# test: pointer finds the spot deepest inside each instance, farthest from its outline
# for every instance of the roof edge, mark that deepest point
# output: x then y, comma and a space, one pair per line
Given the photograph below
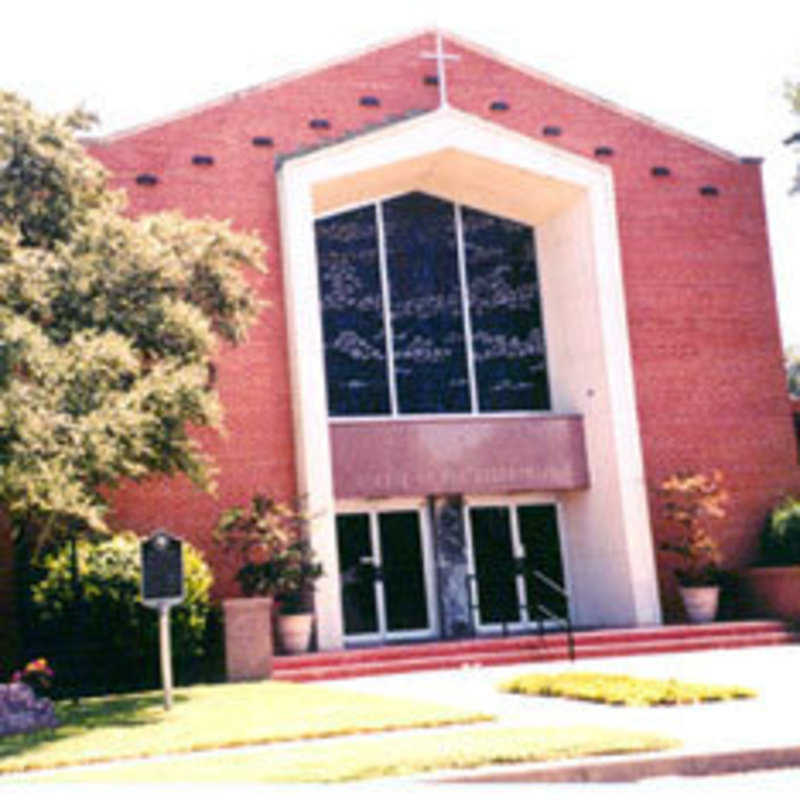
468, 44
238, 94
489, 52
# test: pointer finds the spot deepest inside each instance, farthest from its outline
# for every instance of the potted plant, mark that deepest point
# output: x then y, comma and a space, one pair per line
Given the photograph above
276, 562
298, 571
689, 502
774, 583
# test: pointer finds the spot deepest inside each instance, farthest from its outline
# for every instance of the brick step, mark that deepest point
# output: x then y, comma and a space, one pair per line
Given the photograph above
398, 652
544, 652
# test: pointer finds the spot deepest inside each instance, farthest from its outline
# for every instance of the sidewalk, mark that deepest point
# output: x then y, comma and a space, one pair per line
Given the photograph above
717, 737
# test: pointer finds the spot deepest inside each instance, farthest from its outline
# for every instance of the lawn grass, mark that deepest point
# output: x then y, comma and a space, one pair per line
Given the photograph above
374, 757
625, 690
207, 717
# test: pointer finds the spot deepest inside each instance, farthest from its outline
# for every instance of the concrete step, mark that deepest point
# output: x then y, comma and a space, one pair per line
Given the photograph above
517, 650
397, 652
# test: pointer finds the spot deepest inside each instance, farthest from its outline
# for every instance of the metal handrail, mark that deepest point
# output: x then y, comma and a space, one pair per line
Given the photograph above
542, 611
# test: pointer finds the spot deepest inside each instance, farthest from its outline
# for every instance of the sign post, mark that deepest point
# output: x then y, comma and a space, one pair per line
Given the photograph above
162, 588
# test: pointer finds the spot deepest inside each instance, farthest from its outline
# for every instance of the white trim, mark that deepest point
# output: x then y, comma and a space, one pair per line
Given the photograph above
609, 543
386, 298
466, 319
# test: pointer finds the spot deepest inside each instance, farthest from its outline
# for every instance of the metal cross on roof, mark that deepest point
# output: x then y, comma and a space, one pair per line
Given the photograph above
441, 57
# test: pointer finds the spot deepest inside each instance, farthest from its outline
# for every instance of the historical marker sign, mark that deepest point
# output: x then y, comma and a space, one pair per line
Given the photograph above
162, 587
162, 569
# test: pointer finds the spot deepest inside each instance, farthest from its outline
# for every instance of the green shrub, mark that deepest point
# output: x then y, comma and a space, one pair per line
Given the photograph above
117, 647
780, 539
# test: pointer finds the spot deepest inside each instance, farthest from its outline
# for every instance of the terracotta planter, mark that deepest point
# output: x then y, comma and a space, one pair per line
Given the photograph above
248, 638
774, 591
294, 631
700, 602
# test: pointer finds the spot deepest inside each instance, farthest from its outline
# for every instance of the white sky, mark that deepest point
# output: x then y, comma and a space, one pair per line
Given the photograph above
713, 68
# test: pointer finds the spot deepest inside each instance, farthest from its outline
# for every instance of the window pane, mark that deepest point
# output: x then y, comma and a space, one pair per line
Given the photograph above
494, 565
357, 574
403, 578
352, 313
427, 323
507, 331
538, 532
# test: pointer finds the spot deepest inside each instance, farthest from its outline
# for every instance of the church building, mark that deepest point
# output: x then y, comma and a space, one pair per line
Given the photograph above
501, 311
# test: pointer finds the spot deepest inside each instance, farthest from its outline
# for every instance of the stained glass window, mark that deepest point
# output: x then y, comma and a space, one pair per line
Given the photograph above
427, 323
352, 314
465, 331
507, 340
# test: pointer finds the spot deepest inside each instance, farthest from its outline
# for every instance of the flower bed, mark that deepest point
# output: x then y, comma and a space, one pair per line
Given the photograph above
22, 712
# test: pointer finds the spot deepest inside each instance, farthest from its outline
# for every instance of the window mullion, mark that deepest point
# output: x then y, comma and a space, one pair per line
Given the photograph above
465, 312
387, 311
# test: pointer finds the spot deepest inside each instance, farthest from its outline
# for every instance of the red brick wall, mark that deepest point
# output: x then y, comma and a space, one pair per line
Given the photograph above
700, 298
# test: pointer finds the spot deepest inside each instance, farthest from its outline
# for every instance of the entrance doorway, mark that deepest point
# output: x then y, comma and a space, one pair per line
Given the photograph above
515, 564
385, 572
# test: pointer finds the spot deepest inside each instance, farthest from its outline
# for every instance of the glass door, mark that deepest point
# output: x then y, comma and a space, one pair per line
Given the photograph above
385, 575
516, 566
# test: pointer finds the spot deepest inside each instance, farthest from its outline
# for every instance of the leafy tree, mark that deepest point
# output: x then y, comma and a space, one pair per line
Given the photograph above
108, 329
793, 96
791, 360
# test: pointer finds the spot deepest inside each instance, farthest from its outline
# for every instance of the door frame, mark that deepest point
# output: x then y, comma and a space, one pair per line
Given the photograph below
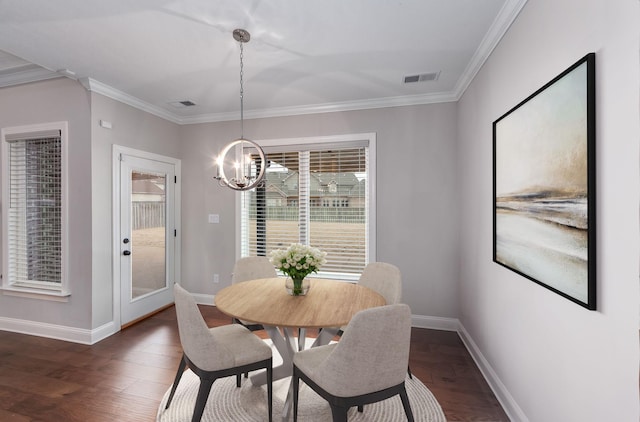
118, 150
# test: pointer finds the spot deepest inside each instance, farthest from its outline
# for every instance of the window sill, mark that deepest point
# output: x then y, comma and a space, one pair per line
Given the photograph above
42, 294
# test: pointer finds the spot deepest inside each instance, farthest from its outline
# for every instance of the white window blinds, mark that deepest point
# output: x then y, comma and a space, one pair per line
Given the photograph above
= = = = =
**Problem to solve**
Find the string "sign" in the data. Report each line it appears in.

**Output for this task**
# for every instance of the sign post, mark that deepest point
# for every instance of the historical marker sign, mark that deepest point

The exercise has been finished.